Task objective: Every entry must be output exactly as it is written.

=== Section Start ===

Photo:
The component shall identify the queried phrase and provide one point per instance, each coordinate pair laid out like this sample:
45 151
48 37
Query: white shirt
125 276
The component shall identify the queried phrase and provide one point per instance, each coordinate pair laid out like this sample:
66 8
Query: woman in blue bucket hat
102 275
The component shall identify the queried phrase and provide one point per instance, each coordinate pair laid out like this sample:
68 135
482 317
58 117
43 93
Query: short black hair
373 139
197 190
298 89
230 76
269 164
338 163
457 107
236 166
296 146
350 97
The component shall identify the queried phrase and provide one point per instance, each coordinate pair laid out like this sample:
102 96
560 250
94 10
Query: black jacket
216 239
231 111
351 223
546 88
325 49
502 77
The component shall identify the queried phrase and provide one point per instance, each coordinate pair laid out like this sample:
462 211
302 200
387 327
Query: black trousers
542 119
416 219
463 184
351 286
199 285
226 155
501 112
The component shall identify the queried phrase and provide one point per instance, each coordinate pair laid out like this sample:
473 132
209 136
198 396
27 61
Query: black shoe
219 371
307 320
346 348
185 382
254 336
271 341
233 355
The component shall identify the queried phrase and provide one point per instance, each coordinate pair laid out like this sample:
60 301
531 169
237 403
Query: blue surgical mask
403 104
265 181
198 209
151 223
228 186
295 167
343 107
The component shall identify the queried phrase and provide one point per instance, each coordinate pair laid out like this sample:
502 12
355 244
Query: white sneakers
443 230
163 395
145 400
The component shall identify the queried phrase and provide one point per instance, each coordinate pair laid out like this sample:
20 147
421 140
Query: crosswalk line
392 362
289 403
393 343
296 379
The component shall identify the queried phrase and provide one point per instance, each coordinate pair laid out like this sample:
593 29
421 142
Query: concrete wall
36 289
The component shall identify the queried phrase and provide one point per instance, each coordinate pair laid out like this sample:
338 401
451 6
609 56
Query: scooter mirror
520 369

=== Section End ===

Solution below:
Photo:
The component shall identify the queried phrase and provide one point per instance, each coordinate pair laid out like this sample:
45 151
48 37
Query: white shirt
125 276
The component shall identify the queried phrase and provide one point per instance, each coordinate pair laid out like this sample:
66 8
Query: woman in blue bucket hat
102 275
The component shall identify the queried phrase and provide one point per instance, each coordinate pair laid out like this sample:
68 135
482 317
58 117
43 93
Query: short black hair
373 139
197 190
298 89
230 76
269 164
338 163
457 107
236 166
296 146
350 97
The component shall identify the queried phrase and provide one point per instance, each coordinate pair laid out like this sample:
102 96
560 250
94 10
Query: black jacket
216 239
231 111
351 223
546 88
325 49
502 77
The component shall identify the queried phrase and provide one point per instance, each coordinate pair laid out like this sample:
462 211
302 200
387 327
Query: black trousers
542 119
416 219
463 184
351 286
199 285
226 155
501 112
The component shall identify the queried phrase and provide one point per instance, each coordinate pair laid out like this sample:
473 132
209 136
198 396
27 61
Query: black shoe
219 371
307 320
346 348
185 382
254 336
271 341
233 355
The component shall identify the queried phrase and provide one point per instance, each coordinate pair laid out like this sample:
60 301
531 169
237 403
Query: blue surgical mask
403 104
265 181
198 209
151 223
228 186
295 167
343 107
The component shall identify the queried phrase and provide one point per instance, each coordinate pair laid out like this sample:
502 12
355 244
Query: white sneakers
443 230
163 395
145 400
The component shall identify the queried phrase and provide one point per instance, each coordinate pair laid out like this sample:
20 147
421 140
Query: crosswalk line
392 362
289 403
393 343
296 379
The component shall identify the queried phrase and provide one point per instance, each coordinate pair laid out like this sample:
593 29
421 142
Query: concrete wall
36 289
The component shall identify the queried phrase and provide one point per instance, each coordinate pair laid out like this sample:
338 401
451 6
609 56
Query: scooter mirror
520 369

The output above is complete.